Required work: Retype the listing without any alteration.
________________________
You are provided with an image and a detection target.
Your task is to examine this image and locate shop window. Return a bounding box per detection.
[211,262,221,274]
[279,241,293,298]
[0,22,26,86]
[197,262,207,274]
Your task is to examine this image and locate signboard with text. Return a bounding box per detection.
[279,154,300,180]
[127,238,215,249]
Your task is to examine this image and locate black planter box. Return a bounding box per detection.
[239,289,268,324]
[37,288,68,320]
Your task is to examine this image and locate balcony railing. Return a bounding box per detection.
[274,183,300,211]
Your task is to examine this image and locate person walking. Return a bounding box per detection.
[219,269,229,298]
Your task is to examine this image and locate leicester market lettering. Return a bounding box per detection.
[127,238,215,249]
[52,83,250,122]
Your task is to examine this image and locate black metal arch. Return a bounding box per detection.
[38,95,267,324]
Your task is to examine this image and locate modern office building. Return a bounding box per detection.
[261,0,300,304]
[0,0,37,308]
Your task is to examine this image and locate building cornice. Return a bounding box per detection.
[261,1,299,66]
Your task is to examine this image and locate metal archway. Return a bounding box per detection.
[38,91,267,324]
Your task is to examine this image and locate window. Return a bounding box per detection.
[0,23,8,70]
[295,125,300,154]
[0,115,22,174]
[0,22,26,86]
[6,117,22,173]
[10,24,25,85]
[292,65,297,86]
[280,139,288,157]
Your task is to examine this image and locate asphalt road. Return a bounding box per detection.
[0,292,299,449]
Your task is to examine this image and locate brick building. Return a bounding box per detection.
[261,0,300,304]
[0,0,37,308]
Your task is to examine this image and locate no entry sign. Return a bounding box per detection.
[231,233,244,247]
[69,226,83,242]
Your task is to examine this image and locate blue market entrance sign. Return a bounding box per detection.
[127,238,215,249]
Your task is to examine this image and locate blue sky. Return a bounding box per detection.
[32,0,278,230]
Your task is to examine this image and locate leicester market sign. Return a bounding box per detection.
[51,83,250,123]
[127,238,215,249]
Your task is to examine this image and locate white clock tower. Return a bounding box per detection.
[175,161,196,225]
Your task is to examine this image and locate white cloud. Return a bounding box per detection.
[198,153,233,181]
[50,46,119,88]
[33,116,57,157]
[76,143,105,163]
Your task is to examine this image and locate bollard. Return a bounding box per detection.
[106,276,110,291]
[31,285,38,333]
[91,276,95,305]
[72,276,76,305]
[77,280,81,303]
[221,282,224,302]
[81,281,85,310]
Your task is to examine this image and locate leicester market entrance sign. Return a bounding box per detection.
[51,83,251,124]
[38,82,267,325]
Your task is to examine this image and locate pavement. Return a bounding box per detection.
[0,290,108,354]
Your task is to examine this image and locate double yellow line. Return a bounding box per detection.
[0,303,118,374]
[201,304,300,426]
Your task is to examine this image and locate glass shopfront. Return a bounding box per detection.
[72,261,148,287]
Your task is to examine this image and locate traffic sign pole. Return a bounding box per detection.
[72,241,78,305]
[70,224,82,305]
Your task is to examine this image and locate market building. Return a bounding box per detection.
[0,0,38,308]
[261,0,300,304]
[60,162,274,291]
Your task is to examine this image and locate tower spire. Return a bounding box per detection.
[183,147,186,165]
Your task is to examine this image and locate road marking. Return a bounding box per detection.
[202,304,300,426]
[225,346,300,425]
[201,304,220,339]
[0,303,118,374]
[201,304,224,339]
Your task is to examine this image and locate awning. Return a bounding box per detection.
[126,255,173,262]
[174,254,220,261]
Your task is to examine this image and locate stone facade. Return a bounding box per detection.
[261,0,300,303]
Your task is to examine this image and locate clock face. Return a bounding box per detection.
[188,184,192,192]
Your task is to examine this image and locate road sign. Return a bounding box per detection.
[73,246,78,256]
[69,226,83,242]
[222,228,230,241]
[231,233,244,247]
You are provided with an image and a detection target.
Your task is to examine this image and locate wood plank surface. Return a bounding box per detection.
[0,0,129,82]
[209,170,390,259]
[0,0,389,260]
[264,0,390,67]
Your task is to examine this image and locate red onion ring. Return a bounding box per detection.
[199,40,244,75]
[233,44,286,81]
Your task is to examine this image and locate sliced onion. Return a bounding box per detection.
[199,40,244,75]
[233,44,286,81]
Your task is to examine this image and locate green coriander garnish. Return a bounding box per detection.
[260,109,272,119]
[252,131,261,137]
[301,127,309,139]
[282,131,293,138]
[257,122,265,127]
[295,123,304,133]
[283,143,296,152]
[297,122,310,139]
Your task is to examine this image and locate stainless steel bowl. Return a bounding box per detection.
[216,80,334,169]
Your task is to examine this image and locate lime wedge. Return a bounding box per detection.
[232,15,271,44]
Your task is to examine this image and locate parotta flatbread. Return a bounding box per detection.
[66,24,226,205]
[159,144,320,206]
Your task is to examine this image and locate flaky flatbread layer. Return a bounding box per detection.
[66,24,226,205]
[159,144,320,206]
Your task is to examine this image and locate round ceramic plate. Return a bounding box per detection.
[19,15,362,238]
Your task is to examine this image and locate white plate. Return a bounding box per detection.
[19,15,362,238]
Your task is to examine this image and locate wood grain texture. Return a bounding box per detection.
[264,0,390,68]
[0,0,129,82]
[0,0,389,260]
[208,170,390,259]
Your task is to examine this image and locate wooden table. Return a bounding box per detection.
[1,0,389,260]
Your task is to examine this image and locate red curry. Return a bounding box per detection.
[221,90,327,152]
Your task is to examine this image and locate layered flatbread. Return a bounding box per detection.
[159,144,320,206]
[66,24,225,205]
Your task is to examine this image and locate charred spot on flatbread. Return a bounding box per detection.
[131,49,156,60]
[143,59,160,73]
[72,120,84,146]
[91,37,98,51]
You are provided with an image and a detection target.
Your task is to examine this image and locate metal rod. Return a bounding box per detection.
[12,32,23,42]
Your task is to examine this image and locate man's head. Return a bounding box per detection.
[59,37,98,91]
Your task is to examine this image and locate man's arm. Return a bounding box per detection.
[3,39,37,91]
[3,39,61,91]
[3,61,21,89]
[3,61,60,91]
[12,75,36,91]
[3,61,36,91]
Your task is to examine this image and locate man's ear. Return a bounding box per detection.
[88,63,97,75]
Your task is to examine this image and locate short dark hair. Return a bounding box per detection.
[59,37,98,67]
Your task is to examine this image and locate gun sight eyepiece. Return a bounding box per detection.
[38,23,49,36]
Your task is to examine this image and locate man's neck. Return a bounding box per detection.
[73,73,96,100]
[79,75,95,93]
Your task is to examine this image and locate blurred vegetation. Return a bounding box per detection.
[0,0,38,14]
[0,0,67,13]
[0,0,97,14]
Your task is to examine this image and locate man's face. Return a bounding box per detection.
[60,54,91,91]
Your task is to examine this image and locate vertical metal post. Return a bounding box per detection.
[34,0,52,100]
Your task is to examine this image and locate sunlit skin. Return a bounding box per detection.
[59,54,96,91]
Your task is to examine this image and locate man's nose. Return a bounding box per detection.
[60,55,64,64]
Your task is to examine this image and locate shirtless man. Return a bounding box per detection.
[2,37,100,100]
________________________
Task solution:
You are provided with an image and a detection target.
Your task is to examine this image and locate shop window. Return a bounding box per detection.
[211,262,221,274]
[279,241,293,298]
[0,22,26,86]
[197,262,207,274]
Your task is to examine this image and locate signboard with text. Return a bounding box per detection.
[279,154,300,180]
[127,238,215,249]
Your task is to examine this image and locate black planter box. Return a bounding box per detection.
[239,289,268,324]
[37,288,68,320]
Your task is to examine this image and locate balcony railing. Return a bounding box per detection.
[274,183,300,211]
Your task is to examine this image and locate person walking. Return a bounding box per detection.
[219,269,229,298]
Your task is to examine this image and locate leicester market lettering. Return a bounding box per detection.
[127,238,215,249]
[52,83,250,122]
Your task is to examine this image and locate black metal arch. Return a bounding box per detection.
[38,95,267,324]
Your task is to examine this image and locate modern office building. Return a bounding box per detection.
[261,0,300,304]
[0,0,37,308]
Your task is to examine this image and locate building cornice. Return a bounding box per detection.
[261,1,299,66]
Your task is to examine this image and locate metal archway. Return a bounding box per detection.
[38,91,267,324]
Your task is to examine this image and locate window. Return a bounding box per detection.
[0,23,8,70]
[295,125,300,154]
[0,115,22,174]
[0,22,26,86]
[6,117,22,173]
[10,24,25,85]
[292,65,297,86]
[280,139,288,157]
Your task is to examine this image and locate asphalt road. Return a bounding box per detection.
[0,292,299,449]
Your task is to examine this image and locate brick building. Return a bounding box per detection.
[261,0,300,304]
[0,0,37,308]
Your task is to examine this image and locate no entry sign. Return a bounding box per detection.
[231,233,244,247]
[69,226,83,242]
Your task is to examine this image and locate blue market entrance sign. Return a bounding box per detection.
[127,238,215,249]
Your task is to examine this image and locate blue sky. Return a bounding box per detection.
[32,0,278,230]
Your task is to examine this image and locate leicester market sign. Return a bounding box per detection.
[51,83,250,123]
[127,238,215,249]
Your task is to examine this image and locate white clock tower. Return a bounding box per detection.
[175,161,196,225]
Your task is to examine this image and locate white cloud. Return a bounding box per detection.
[198,153,233,181]
[50,46,119,88]
[33,116,57,157]
[76,143,105,163]
Your task is to examine this image and locate bollard. Return a bounding box per detection.
[106,276,110,291]
[31,285,38,333]
[91,276,95,305]
[72,276,76,305]
[77,280,81,303]
[221,282,224,302]
[81,281,85,310]
Your task is to examine this image and locate leicester market entrance sign. Return a bounding box per detection.
[51,83,251,124]
[38,82,267,325]
Your task is to examine this image and locate pavement. Return a bounding box per detection.
[0,290,108,354]
Your task is to examine this image and locate double yellow line. Return a bounding box per detection.
[0,303,118,374]
[201,304,300,426]
Your task is to examine this image and locate glass shopfront. Return a bounding box per detection.
[72,261,148,287]
Your task is to examine this image and locate traffic sign pole. Return a bounding box per detection.
[72,241,78,305]
[70,224,82,305]
Your task is to examine this image and locate market building. Return a bounding box per detection.
[0,0,38,308]
[261,0,300,304]
[60,162,274,291]
Your task is to examine this image and locate tower spire. Return a bounding box per detection.
[183,147,186,165]
Your task is to examine this image and locate road marking. Return a bounding box per detection.
[202,304,300,426]
[225,346,300,425]
[201,304,220,339]
[0,303,118,374]
[201,304,224,339]
Your task is to examine this image and locate awning. Return a bounding box per detection.
[126,255,173,262]
[174,254,220,261]
Your task is to examine this image and locate stone facade. Return a bounding box per detection.
[261,0,300,303]
Your task is to examine this image and locate clock face. Return a bounding box per detection.
[188,184,192,192]
Your task is to examine this image and locate road sign. Return a bounding box per detection.
[73,246,78,256]
[69,226,83,242]
[222,228,230,241]
[231,233,244,247]
You are provided with an image and a detection target.
Your task is to examine this image and locate wood plank surface. Return a bounding box per detection.
[0,0,129,82]
[209,170,390,259]
[0,0,389,260]
[264,0,390,67]
Your task is to examine this image and locate red onion ring. Return a bounding box per detection.
[199,40,244,75]
[233,44,286,81]
Your task is to examine this image and locate sliced onion. Return a bounding box per detection.
[199,40,244,75]
[233,44,286,81]
Your task is to examine this image and locate green coriander garnish. Return a bounding box per detection.
[260,109,272,119]
[252,131,261,137]
[301,127,309,139]
[282,131,293,138]
[257,122,265,127]
[295,123,304,133]
[283,143,296,152]
[297,122,310,139]
Your task is to examine this image and locate stainless steel bowl. Return a bounding box per detection.
[216,80,334,169]
Your task is to examine this image and locate lime wedge. Return a bounding box per detection.
[232,15,271,44]
Your task is to examine this image and locate parotta flatbread. Return a bounding box per detection.
[66,24,226,205]
[159,144,320,206]
Your task is to examine this image and locate flaky flatbread layer. Return a bounding box per detection.
[66,24,226,205]
[159,144,320,206]
Your task is to examine this image and locate round ceramic plate. Return a bounding box per detection.
[19,15,362,238]
Your task is to examine this image and locate white plate. Return a bounding box per detection.
[19,15,362,238]
Your task is to examine this image and locate wood grain texture. Return a bounding box per detection.
[264,0,390,68]
[0,0,129,82]
[0,0,389,260]
[208,170,390,259]
Your task is to examine this image and locate wooden table. Return a bounding box per detection.
[1,0,389,260]
Your task is to examine this image and locate red curry. Return a bounding box per detection.
[221,90,327,152]
Your task is to examine this image and locate layered flatbread. Return a bounding box per detection.
[159,144,320,206]
[66,24,225,205]
Your task is to examine this image and locate charred spot on flatbread. Return a bounding box per detection.
[131,49,156,60]
[143,59,160,73]
[72,120,84,146]
[91,37,98,51]
You are provided with an image and a detection target.
Your task is to examine this image and locate metal rod. Return a bounding box per detection.
[12,32,23,42]
Your task is to examine this image and locate man's head. Return a bounding box per detection.
[59,37,98,91]
Your task is to examine this image and locate man's arm. Return a bounding box per detection.
[3,39,37,91]
[3,39,61,91]
[3,61,21,89]
[3,61,60,91]
[12,75,36,91]
[3,61,36,91]
Your task is to examine this image and locate man's ear. Return a bounding box per detection.
[88,63,97,75]
Your task is to examine this image and locate short dark hair. Return a bounding box per detection.
[59,37,98,67]
Your task is to examine this image and locate gun sight eyepiece. Return a bounding box per detection.
[38,23,49,36]
Your task is to examine this image and locate man's neck. Return a bounding box per detection.
[73,73,96,100]
[79,75,95,93]
Your task is to examine this image and locate blurred vegetation. Return a bounding box per detection.
[0,0,38,14]
[0,0,67,13]
[0,0,97,14]
Your task is to examine this image and locate man's face. Return a bounding box per detection.
[60,54,91,91]
Your task is to examine this image and locate vertical metal post. Return a bounding box per detection.
[34,0,52,100]
Your task is to examine this image and locate sunlit skin. Return a bounding box per detection.
[59,54,96,91]
Your task is to examine this image and locate man's nose. Return a bounding box per detection.
[60,55,64,64]
Your task is to examine this image and locate shirtless man. Return a bounding box per detection.
[2,37,100,100]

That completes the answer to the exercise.